■ Selected excerpt:
EBU6504_smart_arch_notes/4-data-analytics.md
2025-01-07 19:00:11 +08:00

2.6 KiB

Data analytics

Feature engineering

Definition

  • The process that attempts to create additional relevant features from existing raw features, to increase the predictive power of algorithms
  • Alternative definition: transfer raw data into features that better represent the underlying problem, such that the accuracy of predictive model is improved.
  • Important to machine learning

Sources of features

  • Different features are needed for different problems, even in the same domain

Feature engineering in ML

  • Process of ML iterations:
    • Baseline model -> Feature engineering -> Model 2 -> Feature engineering -> Final
  • Example: data needed to predict house price
    • ML can do that with sufficient feature
  • Reason for feature engineering: Raw data are rarely useful
    • Must be mapped into a feature vector
    • Good feature engineering takes the most time out of ML

Types of feature engineering

  • Indicator variable to isolate information
  • Highlighting interactions between features
  • Representing the feature in a different way

Good feature:

  • Related to objective (important)
    • Example: the number of concrete blocks around it is not related to house prices
  • Known at prediction-time
    • Some data could be known immediately, and some other data is not known in real time: Can't feed the feature to a model, if it isn't present at prediction time
    • Feature definition shouldn't change over time
    • Example: If the sales data at prediction time is only available within 3 days, with a 3 day lag, then current sale data can't be used for training (that has to predict with a 3-day old data)
  • Numeric with meaningful magnitude:
    • It does not mean that categorical features can't be used in training: simply, they will need to be transformed through a process called one-hot encoding
    • Example: Font category: (Arial, Times New Roman)
  • Have enough samples
    • Have at least five examples of any value before using it in your model
    • If features tend to be poorly assorted and are unbalanced, then the trained model will be biased
  • Bring human insight to problem

[Stored items from a collection]
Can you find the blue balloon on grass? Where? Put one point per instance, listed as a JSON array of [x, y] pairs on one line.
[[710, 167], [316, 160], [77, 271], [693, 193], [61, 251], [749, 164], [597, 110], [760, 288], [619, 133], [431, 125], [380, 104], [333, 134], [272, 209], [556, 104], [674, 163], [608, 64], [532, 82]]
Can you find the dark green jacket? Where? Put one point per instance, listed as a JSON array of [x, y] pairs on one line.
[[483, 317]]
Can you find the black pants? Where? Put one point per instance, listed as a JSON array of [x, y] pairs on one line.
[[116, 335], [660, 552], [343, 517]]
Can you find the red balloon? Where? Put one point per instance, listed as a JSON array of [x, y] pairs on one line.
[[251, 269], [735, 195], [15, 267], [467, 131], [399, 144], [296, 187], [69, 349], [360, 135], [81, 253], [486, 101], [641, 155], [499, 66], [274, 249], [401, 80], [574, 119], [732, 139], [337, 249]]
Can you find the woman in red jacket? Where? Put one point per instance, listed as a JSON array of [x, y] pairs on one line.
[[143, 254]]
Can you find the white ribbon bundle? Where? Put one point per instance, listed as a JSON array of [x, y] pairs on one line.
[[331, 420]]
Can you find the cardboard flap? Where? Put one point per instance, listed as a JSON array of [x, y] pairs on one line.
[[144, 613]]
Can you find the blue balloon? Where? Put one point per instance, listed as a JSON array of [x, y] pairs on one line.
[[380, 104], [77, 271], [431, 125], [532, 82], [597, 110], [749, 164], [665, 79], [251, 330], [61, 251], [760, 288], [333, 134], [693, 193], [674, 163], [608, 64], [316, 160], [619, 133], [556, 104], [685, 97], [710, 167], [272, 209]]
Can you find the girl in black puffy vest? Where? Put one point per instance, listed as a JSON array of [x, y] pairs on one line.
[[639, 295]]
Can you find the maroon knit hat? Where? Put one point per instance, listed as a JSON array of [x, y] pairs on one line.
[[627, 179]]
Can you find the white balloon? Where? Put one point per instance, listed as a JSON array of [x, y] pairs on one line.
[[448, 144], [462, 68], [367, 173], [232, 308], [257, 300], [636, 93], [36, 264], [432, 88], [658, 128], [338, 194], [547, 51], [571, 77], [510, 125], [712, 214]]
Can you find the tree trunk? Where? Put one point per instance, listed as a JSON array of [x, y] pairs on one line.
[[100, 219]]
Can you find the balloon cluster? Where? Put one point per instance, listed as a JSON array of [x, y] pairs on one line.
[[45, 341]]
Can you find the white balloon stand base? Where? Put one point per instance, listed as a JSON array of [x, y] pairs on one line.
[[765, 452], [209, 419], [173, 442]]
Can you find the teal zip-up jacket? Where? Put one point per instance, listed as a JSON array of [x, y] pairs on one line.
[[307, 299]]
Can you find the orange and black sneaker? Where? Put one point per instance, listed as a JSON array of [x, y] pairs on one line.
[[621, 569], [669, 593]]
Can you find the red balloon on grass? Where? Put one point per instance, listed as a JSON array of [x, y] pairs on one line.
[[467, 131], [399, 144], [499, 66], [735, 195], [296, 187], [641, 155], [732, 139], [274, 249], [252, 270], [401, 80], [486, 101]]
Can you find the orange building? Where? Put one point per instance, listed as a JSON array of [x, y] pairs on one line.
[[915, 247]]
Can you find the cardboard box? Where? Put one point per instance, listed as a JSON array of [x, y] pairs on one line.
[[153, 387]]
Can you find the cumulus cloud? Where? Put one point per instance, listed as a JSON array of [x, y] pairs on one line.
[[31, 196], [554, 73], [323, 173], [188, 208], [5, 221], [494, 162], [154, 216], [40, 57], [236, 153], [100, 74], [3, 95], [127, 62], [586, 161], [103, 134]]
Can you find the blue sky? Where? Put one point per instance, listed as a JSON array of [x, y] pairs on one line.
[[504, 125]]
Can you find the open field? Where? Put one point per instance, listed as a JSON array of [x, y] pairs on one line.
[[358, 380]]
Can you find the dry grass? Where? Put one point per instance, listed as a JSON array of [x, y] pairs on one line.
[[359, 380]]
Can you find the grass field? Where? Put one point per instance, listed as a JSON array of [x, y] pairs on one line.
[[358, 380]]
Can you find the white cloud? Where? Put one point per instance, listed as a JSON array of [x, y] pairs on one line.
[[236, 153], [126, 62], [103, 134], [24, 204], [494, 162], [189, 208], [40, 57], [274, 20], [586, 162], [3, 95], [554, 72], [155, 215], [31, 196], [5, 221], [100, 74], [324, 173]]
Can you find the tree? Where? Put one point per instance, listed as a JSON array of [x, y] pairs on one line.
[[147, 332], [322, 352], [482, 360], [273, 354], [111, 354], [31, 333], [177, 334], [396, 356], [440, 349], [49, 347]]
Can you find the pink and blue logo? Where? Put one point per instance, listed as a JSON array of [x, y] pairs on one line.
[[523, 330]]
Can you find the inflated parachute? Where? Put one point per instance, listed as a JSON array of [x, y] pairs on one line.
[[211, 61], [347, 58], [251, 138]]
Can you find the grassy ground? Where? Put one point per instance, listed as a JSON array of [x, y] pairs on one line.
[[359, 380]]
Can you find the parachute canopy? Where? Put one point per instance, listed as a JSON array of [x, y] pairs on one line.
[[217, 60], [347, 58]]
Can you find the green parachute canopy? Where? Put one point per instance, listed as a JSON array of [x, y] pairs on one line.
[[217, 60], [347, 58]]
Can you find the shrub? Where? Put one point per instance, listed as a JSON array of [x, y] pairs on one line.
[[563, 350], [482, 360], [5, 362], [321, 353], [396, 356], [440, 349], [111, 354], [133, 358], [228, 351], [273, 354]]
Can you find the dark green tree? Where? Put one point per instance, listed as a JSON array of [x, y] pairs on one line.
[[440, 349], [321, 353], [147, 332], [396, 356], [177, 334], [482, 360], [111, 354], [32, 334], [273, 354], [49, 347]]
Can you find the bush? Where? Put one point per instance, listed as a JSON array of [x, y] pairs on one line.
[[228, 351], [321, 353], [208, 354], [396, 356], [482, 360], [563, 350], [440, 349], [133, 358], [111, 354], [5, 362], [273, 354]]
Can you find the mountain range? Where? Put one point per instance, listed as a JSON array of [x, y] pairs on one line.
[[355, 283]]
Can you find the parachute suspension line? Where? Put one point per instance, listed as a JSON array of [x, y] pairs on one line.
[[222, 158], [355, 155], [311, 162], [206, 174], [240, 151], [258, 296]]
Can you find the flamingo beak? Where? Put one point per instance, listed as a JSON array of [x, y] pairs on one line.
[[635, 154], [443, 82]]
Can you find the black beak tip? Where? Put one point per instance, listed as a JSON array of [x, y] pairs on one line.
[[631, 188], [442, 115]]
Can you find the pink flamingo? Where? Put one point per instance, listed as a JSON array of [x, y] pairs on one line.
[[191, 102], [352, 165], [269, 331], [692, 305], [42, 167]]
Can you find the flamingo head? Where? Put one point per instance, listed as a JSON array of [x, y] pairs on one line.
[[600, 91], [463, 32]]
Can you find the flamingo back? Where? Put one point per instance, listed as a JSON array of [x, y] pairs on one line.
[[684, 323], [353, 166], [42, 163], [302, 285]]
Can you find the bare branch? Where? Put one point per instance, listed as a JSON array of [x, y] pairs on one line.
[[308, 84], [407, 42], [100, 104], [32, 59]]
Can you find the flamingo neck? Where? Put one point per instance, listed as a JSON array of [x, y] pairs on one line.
---
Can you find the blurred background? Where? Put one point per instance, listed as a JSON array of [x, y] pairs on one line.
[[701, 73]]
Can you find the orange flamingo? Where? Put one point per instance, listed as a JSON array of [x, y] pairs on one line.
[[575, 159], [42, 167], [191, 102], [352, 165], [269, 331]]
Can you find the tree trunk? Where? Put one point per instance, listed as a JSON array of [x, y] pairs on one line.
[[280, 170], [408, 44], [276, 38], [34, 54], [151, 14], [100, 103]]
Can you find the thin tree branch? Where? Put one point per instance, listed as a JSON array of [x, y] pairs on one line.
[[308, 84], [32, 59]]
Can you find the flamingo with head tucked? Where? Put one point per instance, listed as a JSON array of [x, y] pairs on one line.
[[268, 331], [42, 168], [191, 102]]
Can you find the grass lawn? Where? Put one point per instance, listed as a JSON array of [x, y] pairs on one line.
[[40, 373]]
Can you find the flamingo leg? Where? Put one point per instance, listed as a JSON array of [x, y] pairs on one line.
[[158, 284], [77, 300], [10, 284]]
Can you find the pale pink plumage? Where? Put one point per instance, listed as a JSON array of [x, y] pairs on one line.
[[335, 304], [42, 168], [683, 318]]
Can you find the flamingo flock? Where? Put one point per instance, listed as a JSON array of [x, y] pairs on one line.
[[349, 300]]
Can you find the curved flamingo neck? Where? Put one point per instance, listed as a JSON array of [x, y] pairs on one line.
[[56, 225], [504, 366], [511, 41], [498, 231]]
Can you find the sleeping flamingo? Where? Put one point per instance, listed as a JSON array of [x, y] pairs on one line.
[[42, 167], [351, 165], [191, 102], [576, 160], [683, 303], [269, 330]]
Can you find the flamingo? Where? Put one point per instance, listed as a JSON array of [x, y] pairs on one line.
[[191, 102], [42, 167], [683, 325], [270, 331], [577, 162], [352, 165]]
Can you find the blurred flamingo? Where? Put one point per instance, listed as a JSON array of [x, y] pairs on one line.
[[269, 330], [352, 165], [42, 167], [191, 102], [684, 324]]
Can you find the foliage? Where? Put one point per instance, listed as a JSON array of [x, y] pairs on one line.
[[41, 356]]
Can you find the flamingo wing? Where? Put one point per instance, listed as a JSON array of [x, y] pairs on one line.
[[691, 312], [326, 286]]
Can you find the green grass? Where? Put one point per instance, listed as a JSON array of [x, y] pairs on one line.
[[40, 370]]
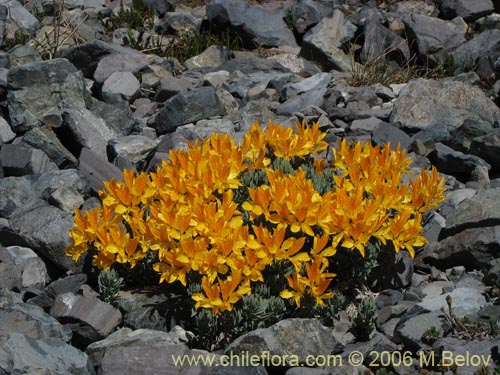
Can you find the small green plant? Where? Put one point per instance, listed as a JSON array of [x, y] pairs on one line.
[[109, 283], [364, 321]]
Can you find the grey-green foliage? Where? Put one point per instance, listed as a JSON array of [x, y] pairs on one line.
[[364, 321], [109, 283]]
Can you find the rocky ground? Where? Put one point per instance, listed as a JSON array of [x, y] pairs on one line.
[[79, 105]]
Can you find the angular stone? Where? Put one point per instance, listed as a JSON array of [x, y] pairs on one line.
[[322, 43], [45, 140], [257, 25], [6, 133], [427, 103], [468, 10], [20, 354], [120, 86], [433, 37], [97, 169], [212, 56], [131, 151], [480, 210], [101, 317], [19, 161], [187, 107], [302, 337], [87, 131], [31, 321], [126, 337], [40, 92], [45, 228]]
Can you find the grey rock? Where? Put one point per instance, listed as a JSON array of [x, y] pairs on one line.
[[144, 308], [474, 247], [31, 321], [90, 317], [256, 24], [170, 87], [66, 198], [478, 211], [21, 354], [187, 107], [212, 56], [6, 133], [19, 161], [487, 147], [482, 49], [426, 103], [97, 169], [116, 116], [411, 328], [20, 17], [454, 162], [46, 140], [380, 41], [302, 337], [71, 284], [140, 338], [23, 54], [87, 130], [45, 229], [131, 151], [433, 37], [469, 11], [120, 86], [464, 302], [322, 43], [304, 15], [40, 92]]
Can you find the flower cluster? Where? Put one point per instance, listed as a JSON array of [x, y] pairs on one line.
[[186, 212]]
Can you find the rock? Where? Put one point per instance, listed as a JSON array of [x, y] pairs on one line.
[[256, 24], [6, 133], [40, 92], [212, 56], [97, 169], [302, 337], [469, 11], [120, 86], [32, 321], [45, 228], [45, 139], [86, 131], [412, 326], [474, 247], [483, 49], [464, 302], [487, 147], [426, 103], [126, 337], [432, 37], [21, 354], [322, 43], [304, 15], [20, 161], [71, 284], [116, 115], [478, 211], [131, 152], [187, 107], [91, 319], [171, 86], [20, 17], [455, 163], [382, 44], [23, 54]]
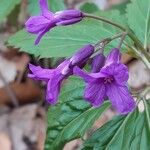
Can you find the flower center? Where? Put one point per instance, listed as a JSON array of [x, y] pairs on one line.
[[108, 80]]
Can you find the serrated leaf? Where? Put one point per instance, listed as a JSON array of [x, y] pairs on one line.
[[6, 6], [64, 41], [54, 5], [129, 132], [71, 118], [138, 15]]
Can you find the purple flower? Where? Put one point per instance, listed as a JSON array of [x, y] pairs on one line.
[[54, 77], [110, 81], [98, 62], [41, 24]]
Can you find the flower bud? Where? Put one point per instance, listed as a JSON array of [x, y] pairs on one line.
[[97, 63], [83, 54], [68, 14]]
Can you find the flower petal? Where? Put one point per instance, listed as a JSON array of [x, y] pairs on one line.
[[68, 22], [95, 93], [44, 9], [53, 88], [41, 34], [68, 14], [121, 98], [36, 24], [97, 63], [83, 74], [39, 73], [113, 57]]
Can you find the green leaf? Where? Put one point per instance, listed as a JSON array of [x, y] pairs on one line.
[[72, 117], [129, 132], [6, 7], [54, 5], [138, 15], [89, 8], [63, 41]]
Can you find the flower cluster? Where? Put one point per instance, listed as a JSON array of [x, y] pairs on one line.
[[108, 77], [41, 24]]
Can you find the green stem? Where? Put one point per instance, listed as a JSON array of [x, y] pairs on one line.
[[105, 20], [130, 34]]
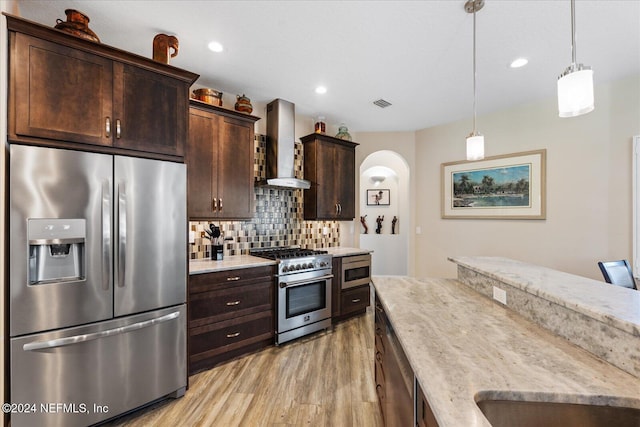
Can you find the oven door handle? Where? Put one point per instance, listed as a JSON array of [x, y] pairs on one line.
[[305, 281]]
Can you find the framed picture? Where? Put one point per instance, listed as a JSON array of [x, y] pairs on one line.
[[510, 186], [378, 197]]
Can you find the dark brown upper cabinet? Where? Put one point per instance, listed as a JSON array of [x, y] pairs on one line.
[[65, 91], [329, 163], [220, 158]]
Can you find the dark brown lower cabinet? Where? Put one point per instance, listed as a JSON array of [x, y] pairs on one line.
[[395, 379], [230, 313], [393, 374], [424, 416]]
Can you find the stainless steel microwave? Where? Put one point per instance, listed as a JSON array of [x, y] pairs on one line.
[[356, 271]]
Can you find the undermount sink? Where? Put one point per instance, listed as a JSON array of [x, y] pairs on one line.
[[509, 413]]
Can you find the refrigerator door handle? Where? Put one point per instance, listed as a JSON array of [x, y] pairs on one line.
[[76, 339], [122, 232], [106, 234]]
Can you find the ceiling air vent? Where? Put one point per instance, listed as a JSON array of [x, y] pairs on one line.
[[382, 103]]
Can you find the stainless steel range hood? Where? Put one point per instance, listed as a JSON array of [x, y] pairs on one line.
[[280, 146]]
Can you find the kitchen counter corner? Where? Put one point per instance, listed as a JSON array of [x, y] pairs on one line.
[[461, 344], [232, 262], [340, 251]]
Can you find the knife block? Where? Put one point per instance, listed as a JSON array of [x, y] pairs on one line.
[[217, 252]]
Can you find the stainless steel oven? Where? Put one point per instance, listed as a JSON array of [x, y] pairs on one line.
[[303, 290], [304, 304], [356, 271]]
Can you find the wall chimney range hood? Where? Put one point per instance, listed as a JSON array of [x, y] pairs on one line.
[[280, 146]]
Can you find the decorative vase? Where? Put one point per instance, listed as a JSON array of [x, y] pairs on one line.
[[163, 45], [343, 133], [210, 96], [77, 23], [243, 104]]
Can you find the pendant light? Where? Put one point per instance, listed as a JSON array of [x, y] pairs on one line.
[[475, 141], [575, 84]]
---
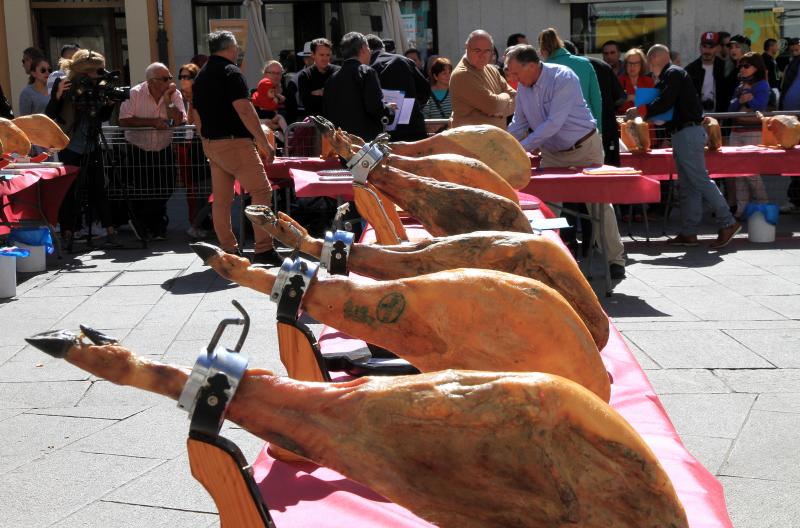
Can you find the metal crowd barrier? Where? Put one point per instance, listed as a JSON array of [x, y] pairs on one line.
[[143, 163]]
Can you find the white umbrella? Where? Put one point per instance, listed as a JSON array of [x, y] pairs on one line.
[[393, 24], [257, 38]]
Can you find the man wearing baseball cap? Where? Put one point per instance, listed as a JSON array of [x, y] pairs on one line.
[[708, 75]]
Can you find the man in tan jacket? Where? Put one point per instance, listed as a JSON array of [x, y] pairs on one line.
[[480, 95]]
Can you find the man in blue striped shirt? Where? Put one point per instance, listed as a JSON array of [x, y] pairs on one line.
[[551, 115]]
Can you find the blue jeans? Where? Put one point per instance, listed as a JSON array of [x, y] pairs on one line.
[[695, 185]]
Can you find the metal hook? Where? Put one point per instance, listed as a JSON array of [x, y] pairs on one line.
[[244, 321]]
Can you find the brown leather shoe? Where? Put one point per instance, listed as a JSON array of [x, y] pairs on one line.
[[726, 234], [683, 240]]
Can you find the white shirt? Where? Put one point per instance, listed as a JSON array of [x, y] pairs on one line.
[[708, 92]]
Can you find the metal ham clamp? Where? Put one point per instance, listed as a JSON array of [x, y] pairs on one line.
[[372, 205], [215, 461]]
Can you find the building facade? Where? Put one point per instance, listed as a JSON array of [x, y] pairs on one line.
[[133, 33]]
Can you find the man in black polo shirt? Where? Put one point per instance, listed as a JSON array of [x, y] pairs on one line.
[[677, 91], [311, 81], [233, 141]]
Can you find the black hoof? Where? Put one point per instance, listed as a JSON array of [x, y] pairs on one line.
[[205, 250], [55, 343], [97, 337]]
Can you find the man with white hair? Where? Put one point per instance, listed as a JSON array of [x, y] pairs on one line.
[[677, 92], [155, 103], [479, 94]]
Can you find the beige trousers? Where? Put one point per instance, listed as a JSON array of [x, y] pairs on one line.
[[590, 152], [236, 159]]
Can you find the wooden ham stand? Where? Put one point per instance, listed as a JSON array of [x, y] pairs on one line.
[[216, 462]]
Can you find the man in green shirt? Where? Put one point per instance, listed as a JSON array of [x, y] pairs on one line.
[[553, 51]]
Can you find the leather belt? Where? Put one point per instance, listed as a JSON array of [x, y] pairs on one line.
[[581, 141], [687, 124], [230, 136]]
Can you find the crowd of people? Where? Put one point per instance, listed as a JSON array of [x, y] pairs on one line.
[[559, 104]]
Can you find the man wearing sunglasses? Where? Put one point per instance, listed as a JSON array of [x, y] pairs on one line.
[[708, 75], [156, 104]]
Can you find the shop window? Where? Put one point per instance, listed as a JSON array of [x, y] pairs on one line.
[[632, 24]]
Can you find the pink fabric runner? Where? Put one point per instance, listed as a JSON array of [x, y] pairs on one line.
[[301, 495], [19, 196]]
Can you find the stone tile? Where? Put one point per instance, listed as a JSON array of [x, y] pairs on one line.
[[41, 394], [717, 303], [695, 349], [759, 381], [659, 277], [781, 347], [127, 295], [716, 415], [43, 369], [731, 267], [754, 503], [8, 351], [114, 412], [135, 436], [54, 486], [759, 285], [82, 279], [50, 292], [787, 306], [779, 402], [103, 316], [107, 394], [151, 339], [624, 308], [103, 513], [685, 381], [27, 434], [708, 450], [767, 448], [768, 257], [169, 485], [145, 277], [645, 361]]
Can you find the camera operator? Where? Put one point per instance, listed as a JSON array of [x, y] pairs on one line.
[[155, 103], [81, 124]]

■ To be done:
1/ Translate this sentence from the notes on feature engineering into Spanish: "Different features are needed for different problems, even in the same domain."
2/ Answer these questions from the notes on feature engineering.
(a) In the process of ML iterations, which step comes directly after the baseline model?
(b) Through what process must categorical features be transformed before training?
(c) How many examples of any value should a feature have before it is used in a model?
3/ In the notes on feature engineering, rename "interactions" as "relationships" and write out the passage starting with "Types of feature" and going on through "to objective (important)".
This data is separate from the notes on feature engineering.

■ Set of answers:
1/ Se necesitan características diferentes para problemas diferentes, incluso en el mismo dominio.

2/
(a) Feature engineering
(b) One-hot encoding
(c) At least five

3/
Types of feature engineering

  • Indicator variable to isolate information
  • Highlighting relationships between features
  • Representing the feature in a different way

Good feature:

  • Related to objective (important)